## Begin Information supplied

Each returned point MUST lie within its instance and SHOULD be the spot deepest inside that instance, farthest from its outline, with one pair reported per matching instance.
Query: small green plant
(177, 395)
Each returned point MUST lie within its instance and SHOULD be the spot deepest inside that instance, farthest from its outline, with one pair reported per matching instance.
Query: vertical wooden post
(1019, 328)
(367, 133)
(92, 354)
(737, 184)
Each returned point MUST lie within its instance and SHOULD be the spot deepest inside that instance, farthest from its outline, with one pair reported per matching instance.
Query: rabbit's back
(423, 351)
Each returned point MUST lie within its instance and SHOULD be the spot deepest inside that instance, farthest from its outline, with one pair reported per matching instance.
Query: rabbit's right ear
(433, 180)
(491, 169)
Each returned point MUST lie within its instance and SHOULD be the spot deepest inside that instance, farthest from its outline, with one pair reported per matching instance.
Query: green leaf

## End Information supplied

• Aim
Convert the lines above into a JSON list of strings, one string per line, omitting blank lines.

• Task solution
[
  "Each returned point MUST lie within its instance and SHOULD be the spot deepest inside that instance, farthest from its outline, with one pair reported per matching instance.",
  "Query: small green plant",
  "(177, 395)",
  "Each returned point MUST lie within its instance and SHOULD be the spot deepest inside that instance, farthest from its outline, with one pair reported per matching instance.",
  "Query: vertical wooden post",
  "(1019, 328)",
  "(367, 133)",
  "(92, 354)",
  "(737, 184)",
  "Each returned point MUST lie within its instance and SHOULD be the spot deepest inside that instance, farthest from its outline, with one pair reported per matching instance.",
  "Query: rabbit's back",
  "(423, 351)",
  "Each returned point MUST lie within its instance and SHOULD be the spot deepest inside that instance, farthest from its outline, with one pair reported per matching instance.",
  "Query: rabbit's right ear",
  "(433, 180)",
  "(491, 169)",
  "Each returned point MUST lie within its instance and SHOULD be the spot deepest inside that instance, farthest from its outline, with one pair reported per matching instance.",
  "Query: green leaf"
]